▸ **PROVIDED PASSAGE**
──────────────────────────────

In 1787 she returned to England, where she first appeared at the King's Theatre in London that year. In fact, she hoped to return to Vienna for the 1788 Easter season, but the Emperor's opera budget would no longer permit it, as he had embarked on an expensive war with Turkey.

She contributed greatly to the success of her brother Stephen Storace's operas, including The Haunted Tower and The Siege of Belgrade, and she also appeared at the Handel Commemoration in Westminster Abbey in 1791 and numerous concerts.

In 1791, Joseph Haydn arrived in London on the first of his two visits there, during which he achieved wealth and fame and for which composed his twelve London symphonies. Storace resumed her friendship and collaboration with Haydn at this time. She appeared in the first two of the Salomon concerts that featured Haydn's music. She also sang in the ninth and eleventh concerts as well as in the benefit concert for Haydn, and in the concert that celebrated the awarding of an honorary doctorate to Haydn by the University of Oxford. She also performed in concerts with Haydn during his second visit in 1794/1795.

==Personal life==
On 29 March 1784, Storace was married to John Abraham Fisher, a 40-year-old composer and violinist. The marriage went badly, as Fisher abused and may have beaten her. In his memoirs Michael Kelly, who was Storace's friend, wrote "it was said he had a very striking way of enforcing his opinion." Word of this got to the Emperor, who was heavily involved in running his opera company, and he ordered Fisher to leave Vienna. Fisher complied, moving to Ireland. Storace was pregnant with a child which was born on 30 January 1785; this daughter, Josepha Fisher, died on 17 July 1785.

──────────────────────────────

▸ **WORK TASK**
Rewrite the stretch of the Storace passage from "She contributed greatly" through "and numerous concerts.", putting "many" in place of "numerous". The items after this are separate from the Storace passage.

──────────────────────────────

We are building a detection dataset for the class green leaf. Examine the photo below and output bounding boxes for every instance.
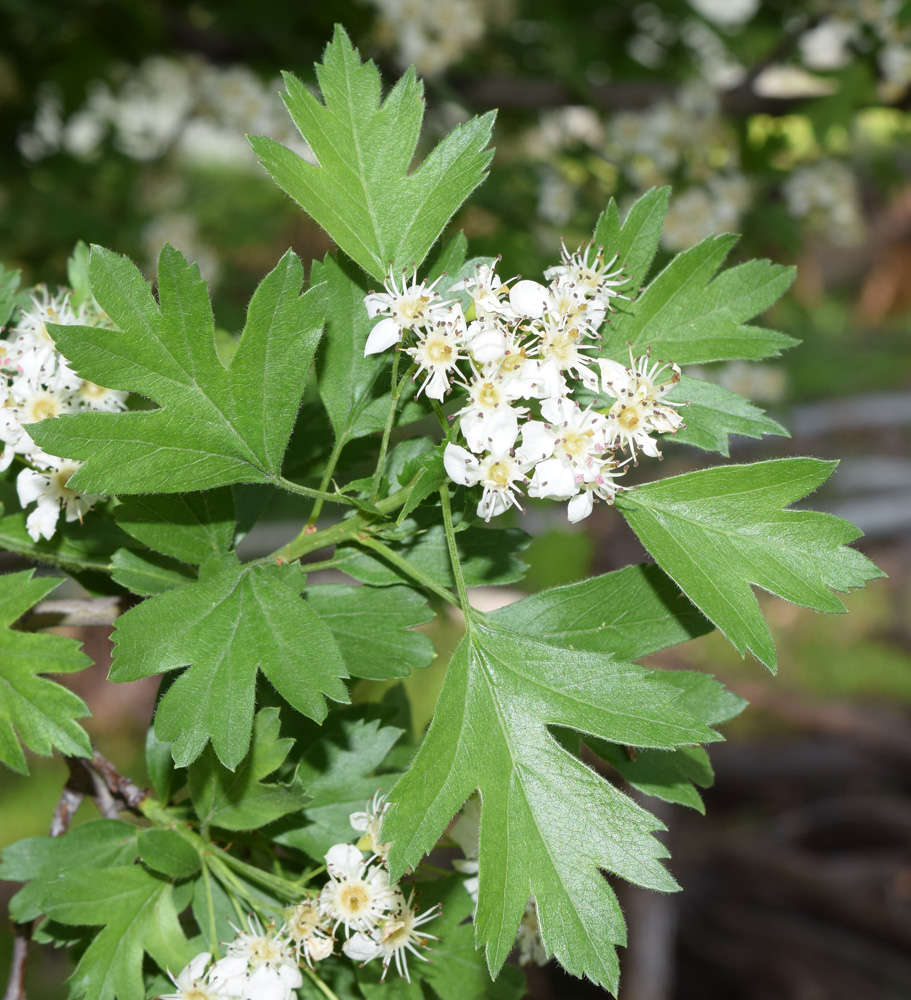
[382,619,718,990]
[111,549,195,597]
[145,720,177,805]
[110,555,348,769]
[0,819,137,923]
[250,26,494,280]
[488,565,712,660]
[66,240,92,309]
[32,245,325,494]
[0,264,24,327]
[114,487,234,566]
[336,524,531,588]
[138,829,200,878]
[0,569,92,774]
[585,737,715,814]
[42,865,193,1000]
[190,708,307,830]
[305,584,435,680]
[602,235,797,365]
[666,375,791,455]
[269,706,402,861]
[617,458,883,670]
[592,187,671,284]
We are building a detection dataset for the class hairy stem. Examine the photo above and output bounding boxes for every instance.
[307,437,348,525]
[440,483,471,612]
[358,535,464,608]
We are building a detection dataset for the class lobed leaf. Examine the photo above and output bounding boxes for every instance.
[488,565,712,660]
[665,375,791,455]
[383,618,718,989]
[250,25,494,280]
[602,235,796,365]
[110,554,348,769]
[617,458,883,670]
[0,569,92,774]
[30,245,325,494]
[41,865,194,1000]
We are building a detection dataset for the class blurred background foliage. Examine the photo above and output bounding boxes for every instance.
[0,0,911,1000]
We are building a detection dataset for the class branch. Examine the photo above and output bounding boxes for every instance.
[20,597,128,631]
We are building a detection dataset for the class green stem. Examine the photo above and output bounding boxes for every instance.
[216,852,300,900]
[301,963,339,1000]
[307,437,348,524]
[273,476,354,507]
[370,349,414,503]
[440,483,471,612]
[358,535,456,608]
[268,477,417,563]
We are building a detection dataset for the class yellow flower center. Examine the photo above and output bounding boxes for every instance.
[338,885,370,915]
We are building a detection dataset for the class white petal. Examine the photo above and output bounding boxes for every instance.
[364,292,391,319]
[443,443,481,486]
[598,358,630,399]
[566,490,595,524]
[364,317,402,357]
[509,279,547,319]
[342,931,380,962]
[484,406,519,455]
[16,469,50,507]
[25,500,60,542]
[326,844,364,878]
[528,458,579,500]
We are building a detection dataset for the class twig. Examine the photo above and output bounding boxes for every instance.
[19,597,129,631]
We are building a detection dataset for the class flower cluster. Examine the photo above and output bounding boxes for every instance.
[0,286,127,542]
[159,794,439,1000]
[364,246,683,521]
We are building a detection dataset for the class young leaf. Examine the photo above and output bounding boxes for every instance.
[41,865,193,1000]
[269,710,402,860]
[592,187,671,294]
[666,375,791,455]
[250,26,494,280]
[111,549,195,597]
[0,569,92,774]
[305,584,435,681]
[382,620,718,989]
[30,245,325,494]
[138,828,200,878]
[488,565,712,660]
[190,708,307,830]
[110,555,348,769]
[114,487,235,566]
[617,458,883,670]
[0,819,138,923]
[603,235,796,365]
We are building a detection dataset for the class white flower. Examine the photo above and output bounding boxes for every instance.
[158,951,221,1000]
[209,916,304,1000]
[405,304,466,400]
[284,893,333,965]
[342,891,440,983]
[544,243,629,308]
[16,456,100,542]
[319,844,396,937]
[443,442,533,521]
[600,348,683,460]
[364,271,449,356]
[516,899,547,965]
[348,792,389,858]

──────────────────────────────

▸ **RESULT FOR THIS EXERCISE**
She contributed greatly to the success of her brother Stephen Storace's operas, including The Haunted Tower and The Siege of Belgrade, and she also appeared at the Handel Commemoration in Westminster Abbey in 1791 and many concerts.